> Set of tasks:
[A] List every factor that the apartment rents passage gives for Yardi Matrix's more positive outlook on multifamily fundamentals.
[B] According to the apartment rents passage, why could soft market conditions be extended? Answer in one to three sentences.
[C] In the apartment rents passage, retype the words from "While leasing activity" to "the labor market.".

*** Opening Exercise passage ***

Apartment Rents Post Modest Gains in June

Multifamily rents in June continued the recent trend of moderate growth, according to Yardi Matrix’s National Multifamily Report. The U.S. average advertised rent inched up $4 to $1,763, with year-over-year growth flat at 0.2%. Growth for the first six months of the year was 1%, which is weaker than the pre-pandemic average.

While leasing activity remains healthy, the elevated volume of new supply continues to limit pricing power. Yardix Matrix cited moderating demand, with data showing national absorption totaling 108,000 units during the first five months of the year, down 61% from the same period in 2025. “This suggests household formation is no longer keeping pace with the surge in apartment completions, which could extend soft market conditions,” noted the report. 

However, the broader economic backdrop may become more supportive of multifamily demand in the second half of the year. According to Yardi Matrix, “the outlook for multifamily fundamentals appears more positive than it did earlier in the year” due to slowing construction activity, global conflicts potentially winding down, and momentum in the labor market.

*** Closing Exercise passage ***
*** Opening Provided data ***

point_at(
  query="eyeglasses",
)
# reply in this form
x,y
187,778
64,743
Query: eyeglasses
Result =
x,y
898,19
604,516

*** Closing Provided data ***

> Answers to the problems:
[A]
- Slowing construction activity
- Global conflicts potentially winding down
- Momentum in the labor market

[B] Household formation is no longer keeping pace with the surge in apartment completions. The report draws this from national absorption of 108,000 units in the first five months of the year, which was down 61% from the same period in 2025.

[C]
While leasing activity remains healthy, the elevated volume of new supply continues to limit pricing power. Yardix Matrix cited moderating demand, with data showing national absorption totaling 108,000 units during the first five months of the year, down 61% from the same period in 2025. “This suggests household formation is no longer keeping pace with the surge in apartment completions, which could extend soft market conditions,” noted the report. 

However, the broader economic backdrop may become more supportive of multifamily demand in the second half of the year. According to Yardi Matrix, “the outlook for multifamily fundamentals appears more positive than it did earlier in the year” due to slowing construction activity, global conflicts potentially winding down, and momentum in the labor market.